[What the task asks]
Find each line in the entries below that contains the word "Exercise" and copy those lines. Matching is case-sensitive.

[Entries supplied]
------------------------------------------------

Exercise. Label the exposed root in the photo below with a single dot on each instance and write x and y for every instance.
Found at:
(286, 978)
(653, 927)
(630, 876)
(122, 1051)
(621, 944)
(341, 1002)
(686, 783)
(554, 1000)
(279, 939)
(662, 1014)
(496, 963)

------------------------------------------------

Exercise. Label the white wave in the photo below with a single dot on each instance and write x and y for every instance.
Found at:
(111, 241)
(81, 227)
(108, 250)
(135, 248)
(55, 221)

------------------------------------------------

[The solution]
Exercise. Label the exposed root in the photo below with a single dot on each instance and write x and y for every instance.
Exercise. Label the white wave in the photo below with a single dot on each instance and write x and y for every instance.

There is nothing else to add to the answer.